American artist and illustrator

Jared D. Lee (born August 19, 1943) is an artist and humorous illustrator.

==Biography==

Jared Devon Lee was born in Van Buren, Indiana on August 19, 1943. He received a Bachelor of Fine Arts degree in 1966 from The John Herron Art Institute located in Indianapolis, Indiana. He served two years in the military from 1966 to 1968 in Ft Hood, Texas. His art career started at Gibson Greetings in 1969, located in Cincinnati, Ohio, where he designed humorous greeting cards. He launched out as a freelance Illustrator in 1970 creating Jared Lee Studio.

His work has been associated with Scholastic Publishing, Simon and Schuster, Dutton Children's Books, US Postal Service, New York Telephone, Bell South, L.L. Bean, Procter and Gamble, Ralston Purina, Lands' End, and Hasbro, to name a few. He was one of the six illustrators chosen to create the first group of Happy Meal boxes for McDonald's.

▶ [DATASET RECORDS]:
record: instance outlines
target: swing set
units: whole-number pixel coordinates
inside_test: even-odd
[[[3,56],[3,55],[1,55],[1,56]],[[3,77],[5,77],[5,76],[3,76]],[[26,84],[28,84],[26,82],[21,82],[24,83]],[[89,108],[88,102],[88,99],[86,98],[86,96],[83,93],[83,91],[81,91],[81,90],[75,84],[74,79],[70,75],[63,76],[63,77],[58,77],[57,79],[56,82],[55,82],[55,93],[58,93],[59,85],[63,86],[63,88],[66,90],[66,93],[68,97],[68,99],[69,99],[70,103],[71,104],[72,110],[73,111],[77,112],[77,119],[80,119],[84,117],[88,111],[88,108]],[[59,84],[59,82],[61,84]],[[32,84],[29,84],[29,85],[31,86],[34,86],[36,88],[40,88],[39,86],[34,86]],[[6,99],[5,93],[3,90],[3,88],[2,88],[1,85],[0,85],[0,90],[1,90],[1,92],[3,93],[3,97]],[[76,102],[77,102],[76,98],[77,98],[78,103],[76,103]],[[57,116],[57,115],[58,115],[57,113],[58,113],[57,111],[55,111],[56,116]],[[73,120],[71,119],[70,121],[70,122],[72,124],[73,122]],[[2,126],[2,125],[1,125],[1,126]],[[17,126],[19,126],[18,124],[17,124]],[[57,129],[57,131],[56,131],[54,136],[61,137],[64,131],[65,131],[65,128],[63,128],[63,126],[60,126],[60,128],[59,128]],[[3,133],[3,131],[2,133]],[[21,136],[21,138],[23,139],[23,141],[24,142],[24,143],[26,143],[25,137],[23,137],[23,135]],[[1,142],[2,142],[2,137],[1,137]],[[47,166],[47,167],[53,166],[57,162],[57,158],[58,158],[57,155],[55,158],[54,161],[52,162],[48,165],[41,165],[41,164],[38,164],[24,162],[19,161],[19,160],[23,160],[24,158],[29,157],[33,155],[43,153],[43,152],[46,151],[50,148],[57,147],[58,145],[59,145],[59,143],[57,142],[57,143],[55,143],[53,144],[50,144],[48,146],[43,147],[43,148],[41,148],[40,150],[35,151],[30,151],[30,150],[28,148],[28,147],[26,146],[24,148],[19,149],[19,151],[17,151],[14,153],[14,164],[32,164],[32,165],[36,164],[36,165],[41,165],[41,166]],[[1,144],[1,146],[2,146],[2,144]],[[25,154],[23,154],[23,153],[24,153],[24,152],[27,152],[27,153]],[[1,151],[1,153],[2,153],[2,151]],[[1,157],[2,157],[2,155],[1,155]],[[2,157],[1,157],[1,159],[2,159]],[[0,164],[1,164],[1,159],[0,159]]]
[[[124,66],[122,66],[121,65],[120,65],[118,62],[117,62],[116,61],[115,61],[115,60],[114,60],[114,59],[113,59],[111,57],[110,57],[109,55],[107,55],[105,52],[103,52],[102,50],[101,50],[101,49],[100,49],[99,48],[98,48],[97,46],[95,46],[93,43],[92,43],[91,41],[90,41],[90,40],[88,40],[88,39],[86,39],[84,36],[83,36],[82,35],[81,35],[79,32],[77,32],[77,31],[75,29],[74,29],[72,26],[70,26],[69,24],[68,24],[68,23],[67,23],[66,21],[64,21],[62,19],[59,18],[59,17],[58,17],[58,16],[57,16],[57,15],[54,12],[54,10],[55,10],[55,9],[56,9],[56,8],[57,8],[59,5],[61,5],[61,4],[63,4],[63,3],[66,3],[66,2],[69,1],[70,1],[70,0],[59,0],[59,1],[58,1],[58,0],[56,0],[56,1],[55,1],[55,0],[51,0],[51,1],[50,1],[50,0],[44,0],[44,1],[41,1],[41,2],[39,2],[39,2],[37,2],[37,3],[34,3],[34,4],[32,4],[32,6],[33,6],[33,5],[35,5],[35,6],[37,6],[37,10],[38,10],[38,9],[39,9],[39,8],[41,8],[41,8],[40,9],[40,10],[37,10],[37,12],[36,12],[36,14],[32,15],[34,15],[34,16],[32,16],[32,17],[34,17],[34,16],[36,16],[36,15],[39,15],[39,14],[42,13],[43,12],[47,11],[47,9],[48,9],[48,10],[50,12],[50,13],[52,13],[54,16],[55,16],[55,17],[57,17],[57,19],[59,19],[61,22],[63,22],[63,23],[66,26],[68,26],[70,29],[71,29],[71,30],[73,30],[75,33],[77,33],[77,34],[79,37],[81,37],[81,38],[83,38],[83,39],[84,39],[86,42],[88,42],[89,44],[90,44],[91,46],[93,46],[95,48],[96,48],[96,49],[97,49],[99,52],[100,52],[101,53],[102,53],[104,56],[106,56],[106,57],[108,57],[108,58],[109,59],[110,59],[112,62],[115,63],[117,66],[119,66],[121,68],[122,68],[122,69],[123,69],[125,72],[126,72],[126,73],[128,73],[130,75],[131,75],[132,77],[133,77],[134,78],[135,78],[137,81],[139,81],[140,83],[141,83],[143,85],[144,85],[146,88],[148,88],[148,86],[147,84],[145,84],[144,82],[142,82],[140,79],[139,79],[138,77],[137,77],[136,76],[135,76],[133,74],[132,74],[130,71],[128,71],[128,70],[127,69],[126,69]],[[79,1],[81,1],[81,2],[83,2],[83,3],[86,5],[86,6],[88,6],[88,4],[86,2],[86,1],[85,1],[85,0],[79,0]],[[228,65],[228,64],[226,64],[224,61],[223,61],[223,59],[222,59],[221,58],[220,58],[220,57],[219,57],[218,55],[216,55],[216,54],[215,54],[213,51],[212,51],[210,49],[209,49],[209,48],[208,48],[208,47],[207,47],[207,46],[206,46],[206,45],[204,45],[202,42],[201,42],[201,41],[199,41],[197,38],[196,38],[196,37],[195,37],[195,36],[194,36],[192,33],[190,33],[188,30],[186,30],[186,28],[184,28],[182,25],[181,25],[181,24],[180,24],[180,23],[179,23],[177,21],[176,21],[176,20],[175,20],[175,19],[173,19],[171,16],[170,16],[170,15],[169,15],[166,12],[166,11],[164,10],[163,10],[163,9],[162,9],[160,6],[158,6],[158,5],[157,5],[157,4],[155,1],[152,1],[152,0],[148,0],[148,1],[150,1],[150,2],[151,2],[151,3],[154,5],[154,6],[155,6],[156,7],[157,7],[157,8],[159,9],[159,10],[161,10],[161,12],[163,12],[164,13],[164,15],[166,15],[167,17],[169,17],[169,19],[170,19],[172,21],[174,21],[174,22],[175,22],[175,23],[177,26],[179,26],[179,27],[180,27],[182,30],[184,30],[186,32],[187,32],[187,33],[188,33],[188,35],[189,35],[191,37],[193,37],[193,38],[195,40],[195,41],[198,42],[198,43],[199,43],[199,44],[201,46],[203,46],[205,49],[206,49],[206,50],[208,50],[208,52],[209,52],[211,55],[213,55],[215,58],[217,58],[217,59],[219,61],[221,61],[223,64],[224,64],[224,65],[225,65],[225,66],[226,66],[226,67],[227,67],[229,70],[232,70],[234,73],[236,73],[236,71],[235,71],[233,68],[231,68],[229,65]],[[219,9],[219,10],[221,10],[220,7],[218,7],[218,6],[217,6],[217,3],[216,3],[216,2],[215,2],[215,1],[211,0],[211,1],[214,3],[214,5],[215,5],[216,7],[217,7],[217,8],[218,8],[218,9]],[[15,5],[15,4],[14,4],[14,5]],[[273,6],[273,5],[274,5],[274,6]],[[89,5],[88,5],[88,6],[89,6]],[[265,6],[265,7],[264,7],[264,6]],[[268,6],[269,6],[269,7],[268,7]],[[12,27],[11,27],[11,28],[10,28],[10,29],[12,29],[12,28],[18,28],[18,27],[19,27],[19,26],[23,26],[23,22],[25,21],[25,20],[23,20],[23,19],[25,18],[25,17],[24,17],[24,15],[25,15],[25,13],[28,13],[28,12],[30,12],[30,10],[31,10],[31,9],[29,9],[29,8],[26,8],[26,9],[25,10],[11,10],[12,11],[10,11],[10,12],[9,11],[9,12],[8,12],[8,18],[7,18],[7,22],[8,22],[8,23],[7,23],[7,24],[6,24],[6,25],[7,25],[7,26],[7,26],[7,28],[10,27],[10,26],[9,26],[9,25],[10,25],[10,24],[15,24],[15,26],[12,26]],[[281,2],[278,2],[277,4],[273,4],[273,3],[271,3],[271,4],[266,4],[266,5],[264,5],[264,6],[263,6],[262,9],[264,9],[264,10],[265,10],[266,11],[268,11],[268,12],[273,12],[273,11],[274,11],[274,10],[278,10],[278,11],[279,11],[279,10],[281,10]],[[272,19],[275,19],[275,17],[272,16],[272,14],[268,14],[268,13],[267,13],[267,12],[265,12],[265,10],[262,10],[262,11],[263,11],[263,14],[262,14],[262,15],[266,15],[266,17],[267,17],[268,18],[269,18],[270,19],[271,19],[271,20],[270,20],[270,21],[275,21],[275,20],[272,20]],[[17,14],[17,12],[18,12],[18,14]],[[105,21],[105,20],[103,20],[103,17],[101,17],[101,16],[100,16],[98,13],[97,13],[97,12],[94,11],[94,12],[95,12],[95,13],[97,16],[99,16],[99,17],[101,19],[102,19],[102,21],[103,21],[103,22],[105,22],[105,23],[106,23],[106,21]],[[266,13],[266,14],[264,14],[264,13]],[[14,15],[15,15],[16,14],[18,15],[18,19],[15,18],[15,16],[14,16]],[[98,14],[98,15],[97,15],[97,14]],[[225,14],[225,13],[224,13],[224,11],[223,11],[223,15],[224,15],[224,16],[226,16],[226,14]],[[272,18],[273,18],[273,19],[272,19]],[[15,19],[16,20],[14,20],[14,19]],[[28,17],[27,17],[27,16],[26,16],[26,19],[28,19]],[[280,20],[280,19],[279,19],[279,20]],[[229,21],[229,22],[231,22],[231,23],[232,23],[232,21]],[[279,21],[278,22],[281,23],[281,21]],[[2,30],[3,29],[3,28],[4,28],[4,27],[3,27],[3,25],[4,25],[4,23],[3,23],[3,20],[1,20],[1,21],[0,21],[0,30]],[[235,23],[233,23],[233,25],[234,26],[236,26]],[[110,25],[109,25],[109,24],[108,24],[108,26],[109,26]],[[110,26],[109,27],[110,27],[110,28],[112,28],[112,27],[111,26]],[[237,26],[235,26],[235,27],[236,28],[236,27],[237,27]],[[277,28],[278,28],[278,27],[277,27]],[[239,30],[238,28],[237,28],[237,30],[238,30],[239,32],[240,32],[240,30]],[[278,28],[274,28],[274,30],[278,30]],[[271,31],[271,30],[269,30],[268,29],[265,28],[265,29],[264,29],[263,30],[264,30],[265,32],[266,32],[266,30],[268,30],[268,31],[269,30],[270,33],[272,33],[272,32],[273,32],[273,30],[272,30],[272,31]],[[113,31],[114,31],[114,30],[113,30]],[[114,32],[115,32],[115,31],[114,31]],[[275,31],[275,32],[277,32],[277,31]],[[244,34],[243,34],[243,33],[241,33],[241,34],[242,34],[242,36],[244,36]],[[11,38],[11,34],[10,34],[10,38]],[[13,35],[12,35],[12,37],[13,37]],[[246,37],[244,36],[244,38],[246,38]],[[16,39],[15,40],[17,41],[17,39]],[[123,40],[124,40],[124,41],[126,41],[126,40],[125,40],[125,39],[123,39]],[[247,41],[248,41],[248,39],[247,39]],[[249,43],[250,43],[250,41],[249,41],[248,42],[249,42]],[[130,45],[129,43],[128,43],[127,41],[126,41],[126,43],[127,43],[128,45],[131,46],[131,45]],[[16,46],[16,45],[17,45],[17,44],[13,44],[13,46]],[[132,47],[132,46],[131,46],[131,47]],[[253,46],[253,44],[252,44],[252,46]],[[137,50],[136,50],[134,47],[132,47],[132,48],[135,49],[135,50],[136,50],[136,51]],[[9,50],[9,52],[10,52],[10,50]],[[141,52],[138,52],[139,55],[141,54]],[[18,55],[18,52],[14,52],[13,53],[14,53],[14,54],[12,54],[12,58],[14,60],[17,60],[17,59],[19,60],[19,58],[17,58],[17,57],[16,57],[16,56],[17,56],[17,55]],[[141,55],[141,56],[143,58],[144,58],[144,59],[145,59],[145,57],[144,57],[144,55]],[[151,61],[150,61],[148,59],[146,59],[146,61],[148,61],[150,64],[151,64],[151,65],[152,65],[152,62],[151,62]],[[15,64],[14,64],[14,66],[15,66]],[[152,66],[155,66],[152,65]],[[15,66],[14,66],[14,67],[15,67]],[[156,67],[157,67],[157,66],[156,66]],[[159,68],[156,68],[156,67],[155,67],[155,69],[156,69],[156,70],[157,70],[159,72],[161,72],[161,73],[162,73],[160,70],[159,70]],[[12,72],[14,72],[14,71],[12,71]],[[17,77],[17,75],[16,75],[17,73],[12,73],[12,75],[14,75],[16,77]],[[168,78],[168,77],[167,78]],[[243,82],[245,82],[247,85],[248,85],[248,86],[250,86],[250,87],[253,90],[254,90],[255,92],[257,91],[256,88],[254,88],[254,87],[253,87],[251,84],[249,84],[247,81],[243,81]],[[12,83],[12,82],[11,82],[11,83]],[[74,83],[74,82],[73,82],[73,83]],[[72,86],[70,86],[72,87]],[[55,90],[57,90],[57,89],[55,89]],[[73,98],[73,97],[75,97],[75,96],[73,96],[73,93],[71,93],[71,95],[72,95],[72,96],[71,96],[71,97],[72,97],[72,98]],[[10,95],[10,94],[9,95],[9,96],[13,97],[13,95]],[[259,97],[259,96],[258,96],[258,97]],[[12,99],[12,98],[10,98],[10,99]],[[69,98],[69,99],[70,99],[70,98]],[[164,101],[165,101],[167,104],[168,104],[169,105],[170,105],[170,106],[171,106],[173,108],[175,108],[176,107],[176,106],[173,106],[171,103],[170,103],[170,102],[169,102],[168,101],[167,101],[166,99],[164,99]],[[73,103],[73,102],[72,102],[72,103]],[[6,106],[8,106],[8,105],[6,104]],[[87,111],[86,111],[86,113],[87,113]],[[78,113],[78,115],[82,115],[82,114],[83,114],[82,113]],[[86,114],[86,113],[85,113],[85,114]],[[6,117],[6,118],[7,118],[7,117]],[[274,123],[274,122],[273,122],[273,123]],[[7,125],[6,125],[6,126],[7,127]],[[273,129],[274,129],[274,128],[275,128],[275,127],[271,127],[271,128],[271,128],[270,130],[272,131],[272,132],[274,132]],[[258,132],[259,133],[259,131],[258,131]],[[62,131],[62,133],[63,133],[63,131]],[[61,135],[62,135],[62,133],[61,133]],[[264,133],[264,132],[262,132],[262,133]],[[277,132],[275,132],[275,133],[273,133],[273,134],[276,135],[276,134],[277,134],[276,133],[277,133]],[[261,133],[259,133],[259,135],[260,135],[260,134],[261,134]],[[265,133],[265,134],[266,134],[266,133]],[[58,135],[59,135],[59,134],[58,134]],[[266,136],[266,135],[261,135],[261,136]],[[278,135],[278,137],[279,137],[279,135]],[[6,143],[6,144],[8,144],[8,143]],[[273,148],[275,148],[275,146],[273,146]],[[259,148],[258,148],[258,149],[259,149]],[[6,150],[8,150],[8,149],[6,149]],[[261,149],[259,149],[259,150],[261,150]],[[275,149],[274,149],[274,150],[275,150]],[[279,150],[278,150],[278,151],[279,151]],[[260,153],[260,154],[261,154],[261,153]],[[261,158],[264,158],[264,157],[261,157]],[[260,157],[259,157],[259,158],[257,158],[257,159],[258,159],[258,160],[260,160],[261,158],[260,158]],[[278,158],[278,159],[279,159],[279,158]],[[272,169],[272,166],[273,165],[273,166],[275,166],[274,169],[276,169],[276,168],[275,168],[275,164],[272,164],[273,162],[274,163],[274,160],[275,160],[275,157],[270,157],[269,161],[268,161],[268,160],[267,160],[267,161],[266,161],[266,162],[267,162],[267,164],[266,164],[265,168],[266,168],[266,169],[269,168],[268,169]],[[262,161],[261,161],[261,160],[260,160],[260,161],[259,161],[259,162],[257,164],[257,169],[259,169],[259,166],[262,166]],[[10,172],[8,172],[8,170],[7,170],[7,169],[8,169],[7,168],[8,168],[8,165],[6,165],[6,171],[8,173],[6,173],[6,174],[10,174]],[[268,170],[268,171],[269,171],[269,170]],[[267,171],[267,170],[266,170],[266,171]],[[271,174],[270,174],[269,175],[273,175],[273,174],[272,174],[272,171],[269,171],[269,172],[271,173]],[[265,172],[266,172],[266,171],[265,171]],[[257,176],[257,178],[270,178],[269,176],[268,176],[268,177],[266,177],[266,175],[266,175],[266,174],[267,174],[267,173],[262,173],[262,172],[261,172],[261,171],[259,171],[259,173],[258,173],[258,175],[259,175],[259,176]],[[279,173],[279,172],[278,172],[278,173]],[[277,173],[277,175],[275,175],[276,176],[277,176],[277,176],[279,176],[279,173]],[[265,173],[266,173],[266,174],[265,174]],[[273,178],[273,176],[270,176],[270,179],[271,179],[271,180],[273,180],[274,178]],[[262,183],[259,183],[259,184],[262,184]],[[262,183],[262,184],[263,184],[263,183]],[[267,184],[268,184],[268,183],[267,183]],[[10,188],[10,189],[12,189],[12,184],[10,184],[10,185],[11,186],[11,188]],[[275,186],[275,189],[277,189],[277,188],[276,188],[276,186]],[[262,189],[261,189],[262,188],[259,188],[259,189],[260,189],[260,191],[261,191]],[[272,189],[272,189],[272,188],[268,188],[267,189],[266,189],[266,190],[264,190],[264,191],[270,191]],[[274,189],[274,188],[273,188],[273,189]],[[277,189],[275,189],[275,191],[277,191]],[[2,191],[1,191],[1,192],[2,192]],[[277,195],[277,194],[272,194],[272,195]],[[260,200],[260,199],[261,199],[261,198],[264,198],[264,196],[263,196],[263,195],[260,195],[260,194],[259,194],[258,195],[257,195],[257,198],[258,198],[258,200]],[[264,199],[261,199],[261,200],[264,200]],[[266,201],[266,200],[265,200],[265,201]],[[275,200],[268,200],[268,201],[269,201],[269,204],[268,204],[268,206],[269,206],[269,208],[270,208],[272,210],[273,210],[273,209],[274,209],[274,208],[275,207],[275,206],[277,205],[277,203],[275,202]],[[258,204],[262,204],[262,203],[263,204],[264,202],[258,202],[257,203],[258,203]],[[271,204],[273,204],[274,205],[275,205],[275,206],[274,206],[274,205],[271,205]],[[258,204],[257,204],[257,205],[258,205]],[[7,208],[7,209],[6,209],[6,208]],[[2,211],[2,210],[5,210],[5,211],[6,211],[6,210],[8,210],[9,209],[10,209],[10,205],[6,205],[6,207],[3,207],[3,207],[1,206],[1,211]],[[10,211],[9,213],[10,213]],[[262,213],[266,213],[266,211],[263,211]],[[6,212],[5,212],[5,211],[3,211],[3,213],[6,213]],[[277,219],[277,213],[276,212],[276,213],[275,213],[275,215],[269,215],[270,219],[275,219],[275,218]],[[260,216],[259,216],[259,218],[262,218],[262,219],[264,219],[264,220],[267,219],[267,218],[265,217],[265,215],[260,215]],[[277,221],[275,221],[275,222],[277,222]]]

▶ [TASK GOAL]:
Go on with the biography of Jared D. Lee, starting right after its last sentence. The entries here were taken from a different source than the text.

▶ [OUTPUT OF THE TASK]:
Jared Lee has illustrated nearly 200 children's books. The best-selling books have been done with authors Lucille Colandro, 'There Was An Old Lady' and Mike Thaler, 'The Black Lagoon' series. In the past, Jared also created a humorous line of equestrian products including t-shirts, coffee mugs, note pads, and stuffed horses that sold in over 1200 stores throughout the United States and abroad.

He currently lives with his wife Pamela Jerdon Lee, 'PJ' who also shares in a passion for art, loves oil painting, and lives with Jared Lee on a small ranch in Ohio.

==Honors and awards==

He has received awards from the Society of Illustrators, The Martha Kinney Cooper Ohioana Library Association, The National Cartoonist Society, and numerous advertising clubs. In 2011 Lee was nominated for a National Cartoonists Society award for book illustration.

Memberships include the Society of Illustrators, and Illustrators' Partnership.